_Material to process:_

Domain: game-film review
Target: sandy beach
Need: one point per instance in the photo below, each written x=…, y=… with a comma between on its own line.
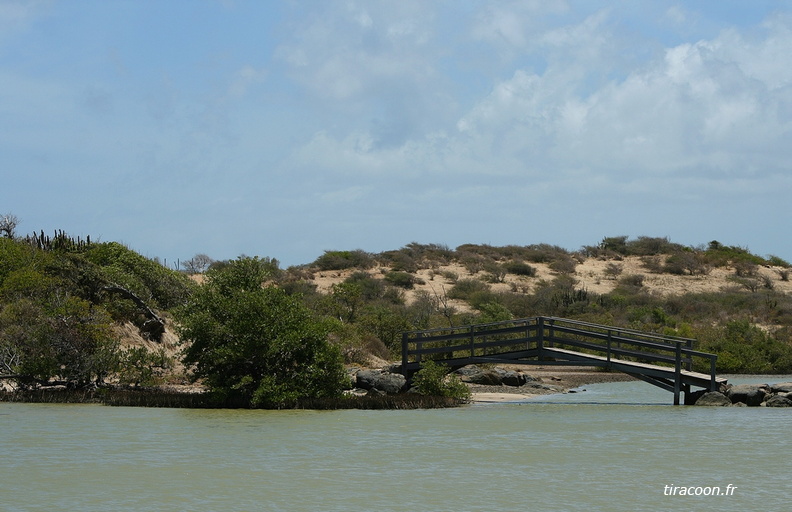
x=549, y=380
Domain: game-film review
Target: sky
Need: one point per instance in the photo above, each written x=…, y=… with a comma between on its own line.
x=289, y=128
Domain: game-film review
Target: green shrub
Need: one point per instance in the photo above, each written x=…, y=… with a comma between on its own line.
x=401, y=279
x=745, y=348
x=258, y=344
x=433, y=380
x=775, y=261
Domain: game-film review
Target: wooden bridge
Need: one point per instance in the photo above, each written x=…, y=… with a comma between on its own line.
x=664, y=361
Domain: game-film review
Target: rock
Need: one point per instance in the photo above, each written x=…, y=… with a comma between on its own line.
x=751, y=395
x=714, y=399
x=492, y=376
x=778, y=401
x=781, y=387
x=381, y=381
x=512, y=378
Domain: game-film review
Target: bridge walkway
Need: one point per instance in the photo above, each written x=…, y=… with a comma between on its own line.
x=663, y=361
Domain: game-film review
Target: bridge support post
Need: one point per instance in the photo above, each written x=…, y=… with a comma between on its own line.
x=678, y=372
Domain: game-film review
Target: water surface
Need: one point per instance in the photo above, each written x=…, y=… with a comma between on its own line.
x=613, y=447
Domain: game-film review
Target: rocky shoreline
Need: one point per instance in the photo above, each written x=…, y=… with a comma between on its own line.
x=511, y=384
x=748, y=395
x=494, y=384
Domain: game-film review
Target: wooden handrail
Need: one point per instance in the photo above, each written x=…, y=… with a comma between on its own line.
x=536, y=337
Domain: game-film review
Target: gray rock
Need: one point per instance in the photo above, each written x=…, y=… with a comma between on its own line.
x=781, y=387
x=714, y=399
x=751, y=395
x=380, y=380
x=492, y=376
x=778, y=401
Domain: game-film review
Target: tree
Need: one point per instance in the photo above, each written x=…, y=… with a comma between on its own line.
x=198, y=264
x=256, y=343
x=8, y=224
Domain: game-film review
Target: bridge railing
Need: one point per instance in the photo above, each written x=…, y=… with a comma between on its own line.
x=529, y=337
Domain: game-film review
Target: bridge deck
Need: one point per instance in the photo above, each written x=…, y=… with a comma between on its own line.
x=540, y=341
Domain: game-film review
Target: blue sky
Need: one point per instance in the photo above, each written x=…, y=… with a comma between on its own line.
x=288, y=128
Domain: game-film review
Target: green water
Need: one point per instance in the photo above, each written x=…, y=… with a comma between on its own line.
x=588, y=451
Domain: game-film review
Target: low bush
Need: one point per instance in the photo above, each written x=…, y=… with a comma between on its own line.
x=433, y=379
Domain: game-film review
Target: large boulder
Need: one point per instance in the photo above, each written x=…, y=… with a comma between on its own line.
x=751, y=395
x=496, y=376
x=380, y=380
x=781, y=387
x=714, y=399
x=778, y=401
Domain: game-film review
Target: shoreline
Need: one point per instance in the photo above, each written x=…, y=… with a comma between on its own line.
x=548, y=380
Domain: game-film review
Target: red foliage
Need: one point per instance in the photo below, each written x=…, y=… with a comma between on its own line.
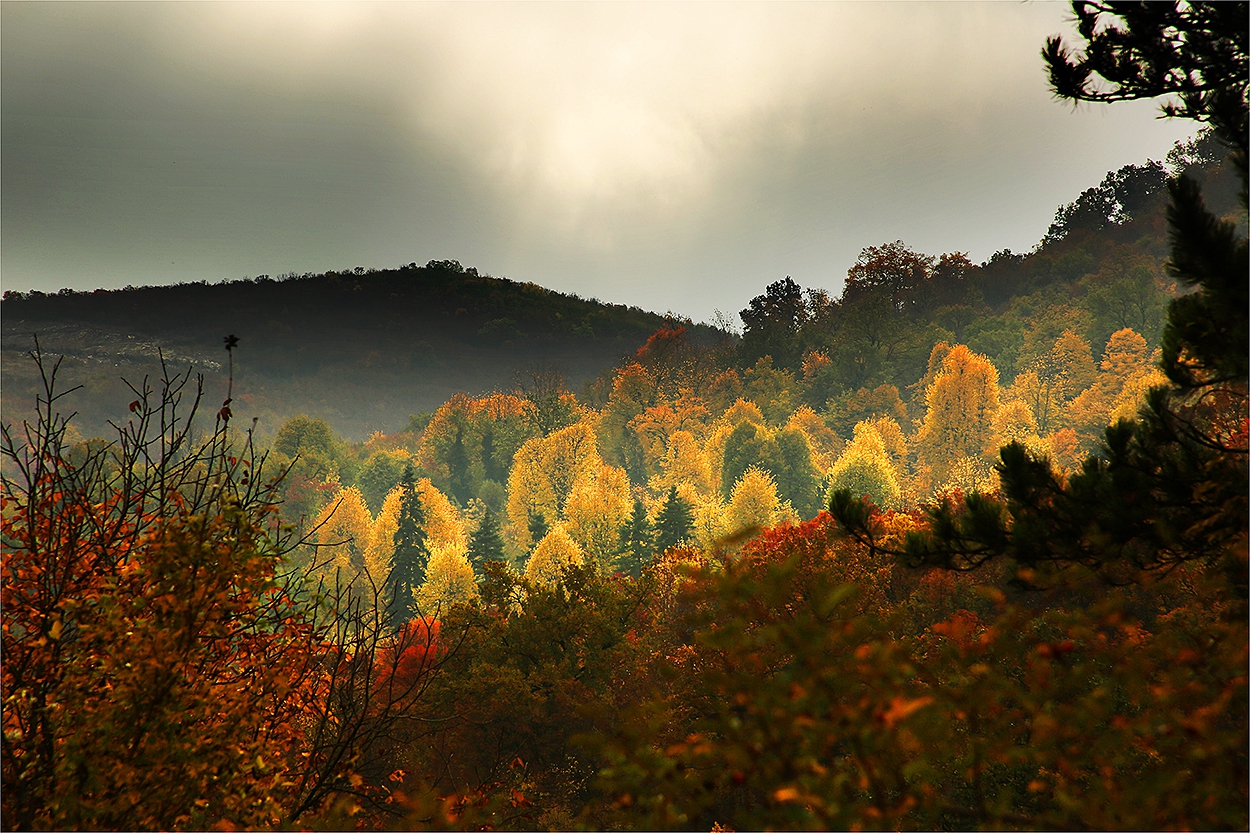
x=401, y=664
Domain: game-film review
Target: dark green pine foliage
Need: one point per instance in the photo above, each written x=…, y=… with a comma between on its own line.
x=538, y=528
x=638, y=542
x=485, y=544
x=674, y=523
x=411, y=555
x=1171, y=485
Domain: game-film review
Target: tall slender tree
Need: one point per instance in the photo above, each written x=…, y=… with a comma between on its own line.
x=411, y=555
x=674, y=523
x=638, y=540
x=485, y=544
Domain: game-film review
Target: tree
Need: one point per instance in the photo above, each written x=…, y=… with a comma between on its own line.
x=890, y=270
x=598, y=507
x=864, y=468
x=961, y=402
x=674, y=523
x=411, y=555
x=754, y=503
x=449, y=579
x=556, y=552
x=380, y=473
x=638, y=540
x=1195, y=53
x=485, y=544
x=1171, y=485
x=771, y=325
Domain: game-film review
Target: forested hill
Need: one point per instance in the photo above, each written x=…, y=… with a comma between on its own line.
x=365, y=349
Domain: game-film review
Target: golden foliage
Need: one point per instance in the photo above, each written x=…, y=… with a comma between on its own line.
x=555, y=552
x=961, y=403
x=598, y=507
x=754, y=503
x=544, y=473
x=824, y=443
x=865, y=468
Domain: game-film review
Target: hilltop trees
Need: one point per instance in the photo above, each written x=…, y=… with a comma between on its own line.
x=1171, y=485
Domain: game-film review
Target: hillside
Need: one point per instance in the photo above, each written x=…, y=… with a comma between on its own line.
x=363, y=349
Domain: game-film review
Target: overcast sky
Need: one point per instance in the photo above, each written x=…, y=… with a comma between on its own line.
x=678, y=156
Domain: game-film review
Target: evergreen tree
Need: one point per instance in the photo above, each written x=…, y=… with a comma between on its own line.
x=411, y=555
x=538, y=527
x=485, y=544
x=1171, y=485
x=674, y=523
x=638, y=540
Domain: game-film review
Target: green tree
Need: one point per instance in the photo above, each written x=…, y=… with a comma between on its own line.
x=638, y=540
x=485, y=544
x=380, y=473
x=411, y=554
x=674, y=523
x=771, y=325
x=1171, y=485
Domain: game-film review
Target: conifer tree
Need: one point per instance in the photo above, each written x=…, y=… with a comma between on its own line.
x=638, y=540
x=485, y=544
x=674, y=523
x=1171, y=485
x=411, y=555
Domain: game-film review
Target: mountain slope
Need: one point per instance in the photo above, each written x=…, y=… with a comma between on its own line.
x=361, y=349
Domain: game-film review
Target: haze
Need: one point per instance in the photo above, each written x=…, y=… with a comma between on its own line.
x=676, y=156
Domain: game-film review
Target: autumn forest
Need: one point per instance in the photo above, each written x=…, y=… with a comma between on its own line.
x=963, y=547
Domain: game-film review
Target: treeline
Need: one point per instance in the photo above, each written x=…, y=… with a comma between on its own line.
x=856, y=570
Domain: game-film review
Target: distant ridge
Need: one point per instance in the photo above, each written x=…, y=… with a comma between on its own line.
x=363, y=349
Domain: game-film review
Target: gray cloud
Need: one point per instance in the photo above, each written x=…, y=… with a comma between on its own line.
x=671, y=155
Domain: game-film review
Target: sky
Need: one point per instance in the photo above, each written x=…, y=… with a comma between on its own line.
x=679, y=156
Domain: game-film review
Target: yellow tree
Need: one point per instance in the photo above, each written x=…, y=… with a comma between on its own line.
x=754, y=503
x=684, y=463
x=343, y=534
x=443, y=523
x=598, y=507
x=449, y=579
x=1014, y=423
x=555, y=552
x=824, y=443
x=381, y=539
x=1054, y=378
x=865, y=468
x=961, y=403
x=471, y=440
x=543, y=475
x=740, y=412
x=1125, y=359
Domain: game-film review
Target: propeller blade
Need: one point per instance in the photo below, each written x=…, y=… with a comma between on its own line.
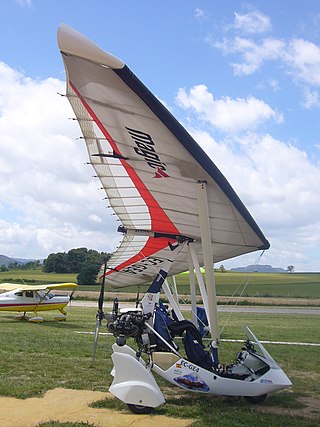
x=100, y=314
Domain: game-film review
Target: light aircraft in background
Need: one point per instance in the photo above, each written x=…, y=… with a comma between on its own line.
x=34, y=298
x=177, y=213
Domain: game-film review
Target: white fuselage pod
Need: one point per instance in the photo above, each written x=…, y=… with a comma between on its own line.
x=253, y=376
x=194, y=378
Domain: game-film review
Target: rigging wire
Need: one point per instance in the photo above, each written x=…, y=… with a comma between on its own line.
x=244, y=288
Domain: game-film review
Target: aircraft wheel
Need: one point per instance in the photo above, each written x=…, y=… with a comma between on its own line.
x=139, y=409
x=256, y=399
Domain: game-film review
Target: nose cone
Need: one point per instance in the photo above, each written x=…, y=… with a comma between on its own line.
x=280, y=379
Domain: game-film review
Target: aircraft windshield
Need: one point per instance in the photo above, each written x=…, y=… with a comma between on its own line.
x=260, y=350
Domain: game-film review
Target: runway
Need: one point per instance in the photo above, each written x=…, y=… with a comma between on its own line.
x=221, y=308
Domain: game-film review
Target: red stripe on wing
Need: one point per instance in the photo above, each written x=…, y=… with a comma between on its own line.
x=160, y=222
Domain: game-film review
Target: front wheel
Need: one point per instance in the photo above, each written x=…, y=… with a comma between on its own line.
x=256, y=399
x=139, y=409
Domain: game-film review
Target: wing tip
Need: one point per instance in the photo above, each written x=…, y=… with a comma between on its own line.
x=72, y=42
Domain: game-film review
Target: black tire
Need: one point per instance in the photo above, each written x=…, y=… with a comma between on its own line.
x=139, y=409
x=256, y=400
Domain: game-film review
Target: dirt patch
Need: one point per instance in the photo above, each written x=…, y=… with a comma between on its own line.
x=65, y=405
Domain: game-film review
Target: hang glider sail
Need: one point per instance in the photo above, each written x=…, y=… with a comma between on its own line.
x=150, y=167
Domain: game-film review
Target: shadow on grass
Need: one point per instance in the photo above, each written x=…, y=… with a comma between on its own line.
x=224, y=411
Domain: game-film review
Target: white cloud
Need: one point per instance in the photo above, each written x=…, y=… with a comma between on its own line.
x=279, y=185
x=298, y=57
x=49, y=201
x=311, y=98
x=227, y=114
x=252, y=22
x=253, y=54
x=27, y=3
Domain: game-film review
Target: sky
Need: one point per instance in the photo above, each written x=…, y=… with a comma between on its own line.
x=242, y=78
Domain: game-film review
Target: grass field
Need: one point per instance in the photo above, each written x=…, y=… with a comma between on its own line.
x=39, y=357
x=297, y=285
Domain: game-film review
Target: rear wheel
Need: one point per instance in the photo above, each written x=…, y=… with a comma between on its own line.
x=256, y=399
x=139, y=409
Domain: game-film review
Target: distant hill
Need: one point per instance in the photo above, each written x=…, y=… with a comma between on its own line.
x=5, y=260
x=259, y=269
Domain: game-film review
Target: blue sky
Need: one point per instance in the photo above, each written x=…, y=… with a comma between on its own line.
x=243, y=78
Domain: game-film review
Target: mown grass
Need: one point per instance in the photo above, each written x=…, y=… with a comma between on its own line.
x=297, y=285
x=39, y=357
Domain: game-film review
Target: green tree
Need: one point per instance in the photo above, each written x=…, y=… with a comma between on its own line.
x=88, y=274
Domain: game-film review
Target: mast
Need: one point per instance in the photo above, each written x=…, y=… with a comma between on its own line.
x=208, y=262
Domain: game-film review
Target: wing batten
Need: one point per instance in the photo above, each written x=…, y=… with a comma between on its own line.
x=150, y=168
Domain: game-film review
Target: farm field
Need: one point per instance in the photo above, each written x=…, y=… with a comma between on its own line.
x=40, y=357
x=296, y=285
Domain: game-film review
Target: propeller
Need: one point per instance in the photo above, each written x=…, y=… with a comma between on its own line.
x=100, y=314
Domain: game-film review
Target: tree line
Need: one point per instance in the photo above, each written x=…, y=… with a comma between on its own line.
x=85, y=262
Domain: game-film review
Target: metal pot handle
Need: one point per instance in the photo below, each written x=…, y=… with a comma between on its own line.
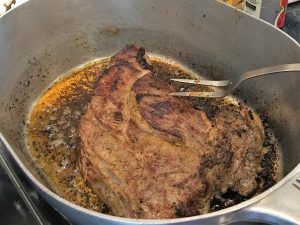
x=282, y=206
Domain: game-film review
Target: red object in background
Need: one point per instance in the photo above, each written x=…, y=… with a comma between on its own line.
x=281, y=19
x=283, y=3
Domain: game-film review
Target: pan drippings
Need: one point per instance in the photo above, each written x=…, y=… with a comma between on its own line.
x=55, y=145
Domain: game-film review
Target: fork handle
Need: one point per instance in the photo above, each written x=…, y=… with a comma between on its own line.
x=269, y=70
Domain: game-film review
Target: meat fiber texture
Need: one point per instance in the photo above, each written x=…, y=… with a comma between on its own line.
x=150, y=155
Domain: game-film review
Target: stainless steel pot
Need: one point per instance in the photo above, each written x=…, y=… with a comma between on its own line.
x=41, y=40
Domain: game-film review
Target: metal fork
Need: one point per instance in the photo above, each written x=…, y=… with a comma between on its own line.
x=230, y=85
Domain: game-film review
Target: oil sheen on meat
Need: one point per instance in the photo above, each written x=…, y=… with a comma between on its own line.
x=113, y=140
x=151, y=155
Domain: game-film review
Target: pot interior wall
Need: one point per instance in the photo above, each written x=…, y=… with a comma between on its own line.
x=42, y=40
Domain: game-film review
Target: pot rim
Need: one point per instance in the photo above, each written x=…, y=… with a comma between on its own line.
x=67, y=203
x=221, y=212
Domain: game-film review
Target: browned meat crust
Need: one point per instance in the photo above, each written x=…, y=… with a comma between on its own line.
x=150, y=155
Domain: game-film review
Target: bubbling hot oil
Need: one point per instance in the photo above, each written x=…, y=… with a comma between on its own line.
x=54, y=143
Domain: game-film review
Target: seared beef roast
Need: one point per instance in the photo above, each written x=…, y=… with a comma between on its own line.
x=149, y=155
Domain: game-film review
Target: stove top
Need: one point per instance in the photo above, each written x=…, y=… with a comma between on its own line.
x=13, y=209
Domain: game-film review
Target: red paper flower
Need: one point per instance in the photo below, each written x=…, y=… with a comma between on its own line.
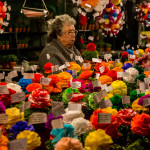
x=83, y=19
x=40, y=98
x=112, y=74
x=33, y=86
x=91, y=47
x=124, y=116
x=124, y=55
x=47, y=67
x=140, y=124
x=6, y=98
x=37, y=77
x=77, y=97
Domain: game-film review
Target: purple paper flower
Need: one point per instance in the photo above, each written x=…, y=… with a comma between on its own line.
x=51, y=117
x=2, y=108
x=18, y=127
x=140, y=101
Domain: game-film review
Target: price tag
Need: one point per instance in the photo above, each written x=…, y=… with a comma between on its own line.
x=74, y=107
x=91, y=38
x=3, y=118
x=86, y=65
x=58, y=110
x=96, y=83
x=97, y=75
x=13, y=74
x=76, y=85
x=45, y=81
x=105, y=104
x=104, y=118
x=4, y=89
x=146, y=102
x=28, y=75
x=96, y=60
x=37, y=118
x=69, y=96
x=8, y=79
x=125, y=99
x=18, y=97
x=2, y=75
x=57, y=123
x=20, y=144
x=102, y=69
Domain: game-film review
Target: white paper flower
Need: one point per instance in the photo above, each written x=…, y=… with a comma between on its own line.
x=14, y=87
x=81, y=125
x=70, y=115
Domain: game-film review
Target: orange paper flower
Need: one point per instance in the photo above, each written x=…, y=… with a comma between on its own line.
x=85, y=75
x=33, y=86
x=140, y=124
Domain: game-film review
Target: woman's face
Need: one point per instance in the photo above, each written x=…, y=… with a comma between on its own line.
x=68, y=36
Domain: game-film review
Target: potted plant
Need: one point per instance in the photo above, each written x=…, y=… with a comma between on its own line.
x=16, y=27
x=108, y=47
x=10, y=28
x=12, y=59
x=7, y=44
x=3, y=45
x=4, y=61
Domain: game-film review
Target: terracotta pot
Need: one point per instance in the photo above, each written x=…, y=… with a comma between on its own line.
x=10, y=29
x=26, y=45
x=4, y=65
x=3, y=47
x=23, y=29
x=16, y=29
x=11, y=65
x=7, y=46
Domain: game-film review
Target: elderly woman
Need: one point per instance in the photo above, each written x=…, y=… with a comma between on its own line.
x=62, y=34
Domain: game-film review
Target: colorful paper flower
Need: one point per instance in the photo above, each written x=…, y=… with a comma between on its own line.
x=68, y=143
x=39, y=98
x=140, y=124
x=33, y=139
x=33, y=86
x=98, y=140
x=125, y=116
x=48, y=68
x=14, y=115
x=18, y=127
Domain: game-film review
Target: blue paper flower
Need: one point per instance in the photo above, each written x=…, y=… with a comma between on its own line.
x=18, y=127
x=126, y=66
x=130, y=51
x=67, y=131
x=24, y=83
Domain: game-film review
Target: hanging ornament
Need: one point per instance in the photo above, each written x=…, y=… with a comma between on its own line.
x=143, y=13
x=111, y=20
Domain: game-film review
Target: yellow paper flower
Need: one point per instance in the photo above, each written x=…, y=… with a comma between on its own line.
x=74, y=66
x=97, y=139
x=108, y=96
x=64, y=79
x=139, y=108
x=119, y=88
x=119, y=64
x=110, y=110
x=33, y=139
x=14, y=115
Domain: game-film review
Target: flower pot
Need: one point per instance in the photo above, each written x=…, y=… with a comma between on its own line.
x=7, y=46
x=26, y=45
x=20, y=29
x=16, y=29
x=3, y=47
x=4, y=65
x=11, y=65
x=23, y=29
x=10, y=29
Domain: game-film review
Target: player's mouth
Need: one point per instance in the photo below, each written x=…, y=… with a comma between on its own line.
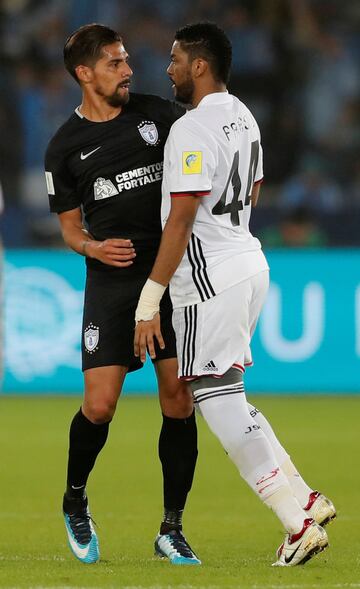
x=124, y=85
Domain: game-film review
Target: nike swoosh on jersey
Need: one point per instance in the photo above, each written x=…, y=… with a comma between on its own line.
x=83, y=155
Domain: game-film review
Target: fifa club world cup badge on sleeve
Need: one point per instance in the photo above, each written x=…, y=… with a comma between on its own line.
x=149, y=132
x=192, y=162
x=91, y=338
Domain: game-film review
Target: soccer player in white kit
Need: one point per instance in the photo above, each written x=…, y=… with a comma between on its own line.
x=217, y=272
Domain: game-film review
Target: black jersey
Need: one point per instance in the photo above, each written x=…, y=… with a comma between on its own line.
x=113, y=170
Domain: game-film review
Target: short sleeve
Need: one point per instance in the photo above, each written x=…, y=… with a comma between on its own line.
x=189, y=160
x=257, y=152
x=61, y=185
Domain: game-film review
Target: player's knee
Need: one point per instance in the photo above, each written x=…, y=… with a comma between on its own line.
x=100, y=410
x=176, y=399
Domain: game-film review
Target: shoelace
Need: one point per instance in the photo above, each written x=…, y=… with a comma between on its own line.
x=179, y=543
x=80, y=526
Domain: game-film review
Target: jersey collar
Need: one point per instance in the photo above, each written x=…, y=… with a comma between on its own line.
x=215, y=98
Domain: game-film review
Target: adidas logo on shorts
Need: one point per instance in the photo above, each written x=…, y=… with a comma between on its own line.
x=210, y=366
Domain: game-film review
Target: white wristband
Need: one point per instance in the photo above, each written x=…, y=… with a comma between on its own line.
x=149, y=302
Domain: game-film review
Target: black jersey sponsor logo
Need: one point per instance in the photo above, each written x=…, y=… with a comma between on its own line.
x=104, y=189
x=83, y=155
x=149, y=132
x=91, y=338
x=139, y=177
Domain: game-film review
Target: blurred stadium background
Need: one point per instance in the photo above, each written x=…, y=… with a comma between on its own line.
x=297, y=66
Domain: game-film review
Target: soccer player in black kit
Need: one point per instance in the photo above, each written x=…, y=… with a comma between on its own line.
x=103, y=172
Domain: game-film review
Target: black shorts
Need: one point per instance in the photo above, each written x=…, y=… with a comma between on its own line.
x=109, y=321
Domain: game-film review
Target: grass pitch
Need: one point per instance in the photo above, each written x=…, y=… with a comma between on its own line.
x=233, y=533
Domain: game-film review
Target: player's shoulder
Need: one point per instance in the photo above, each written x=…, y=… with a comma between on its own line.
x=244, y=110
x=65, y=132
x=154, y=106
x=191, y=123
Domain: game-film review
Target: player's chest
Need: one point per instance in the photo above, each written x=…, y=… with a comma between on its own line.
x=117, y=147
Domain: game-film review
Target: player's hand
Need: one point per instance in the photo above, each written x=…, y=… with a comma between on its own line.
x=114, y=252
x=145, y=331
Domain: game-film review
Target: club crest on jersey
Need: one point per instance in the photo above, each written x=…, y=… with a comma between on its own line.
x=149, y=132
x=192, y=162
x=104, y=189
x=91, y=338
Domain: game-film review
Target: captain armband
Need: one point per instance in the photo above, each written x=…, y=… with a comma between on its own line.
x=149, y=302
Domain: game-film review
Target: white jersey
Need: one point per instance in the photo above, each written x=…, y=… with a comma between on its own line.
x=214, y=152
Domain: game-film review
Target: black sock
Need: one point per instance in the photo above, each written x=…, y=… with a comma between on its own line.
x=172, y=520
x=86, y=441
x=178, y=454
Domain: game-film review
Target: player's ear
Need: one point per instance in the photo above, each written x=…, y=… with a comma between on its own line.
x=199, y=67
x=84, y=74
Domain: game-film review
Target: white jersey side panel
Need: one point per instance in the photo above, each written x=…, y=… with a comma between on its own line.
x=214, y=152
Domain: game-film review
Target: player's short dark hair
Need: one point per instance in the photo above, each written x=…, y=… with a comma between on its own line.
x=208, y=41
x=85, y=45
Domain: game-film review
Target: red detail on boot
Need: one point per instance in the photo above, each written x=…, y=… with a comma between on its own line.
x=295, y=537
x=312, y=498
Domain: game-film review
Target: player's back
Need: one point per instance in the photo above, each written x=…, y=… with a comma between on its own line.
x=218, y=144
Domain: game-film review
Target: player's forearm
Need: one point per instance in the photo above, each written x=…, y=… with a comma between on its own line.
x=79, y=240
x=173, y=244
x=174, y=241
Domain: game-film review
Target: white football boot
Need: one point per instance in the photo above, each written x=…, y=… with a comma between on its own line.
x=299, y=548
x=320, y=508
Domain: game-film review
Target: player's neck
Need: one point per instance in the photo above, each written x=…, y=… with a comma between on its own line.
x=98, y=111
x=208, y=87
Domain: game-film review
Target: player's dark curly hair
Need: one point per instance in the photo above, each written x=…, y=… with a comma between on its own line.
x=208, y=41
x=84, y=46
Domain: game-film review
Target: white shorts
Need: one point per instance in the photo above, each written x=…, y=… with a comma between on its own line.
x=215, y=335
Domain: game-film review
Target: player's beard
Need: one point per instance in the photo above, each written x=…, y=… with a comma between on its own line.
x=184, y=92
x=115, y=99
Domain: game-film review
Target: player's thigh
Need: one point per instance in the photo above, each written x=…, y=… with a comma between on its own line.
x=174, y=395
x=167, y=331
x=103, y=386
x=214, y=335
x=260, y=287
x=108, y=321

_Problem to work on:_ In the listing above, start at the line with "Target: conifer tree", go on through the line with "Target: gray cloud", and copy each of those lines exactly; leave out all the rest.

_Answer to this problem:_
Target: conifer tree
Need: one point per instance in the photo above, each written x=…, y=… with a comma between on its own line.
x=638, y=540
x=485, y=544
x=674, y=523
x=1171, y=485
x=411, y=555
Domain: game-film review
Target: mountain slope
Need: one point per instance in the photo above, each written x=…, y=… with a comma between on its own line.
x=361, y=349
Domain: game-film review
Target: haze
Need: one point per instance in the photo above, each written x=…, y=… with a comma between on its own line.
x=676, y=156
Domain: game-film review
Target: autumn forest
Need: one point per instance in the photo above, each written x=…, y=… with a comma between on its own line.
x=963, y=547
Domain: game-film review
Target: treeline
Need: one point per instance in the photo above, each written x=…, y=… with a comma between on its own line.
x=856, y=570
Domain: game-film review
Target: distant ridge
Need: one point per instance in the photo above, each written x=…, y=… with a comma between on its own line.
x=363, y=349
Domain: game-film review
Target: gray cloud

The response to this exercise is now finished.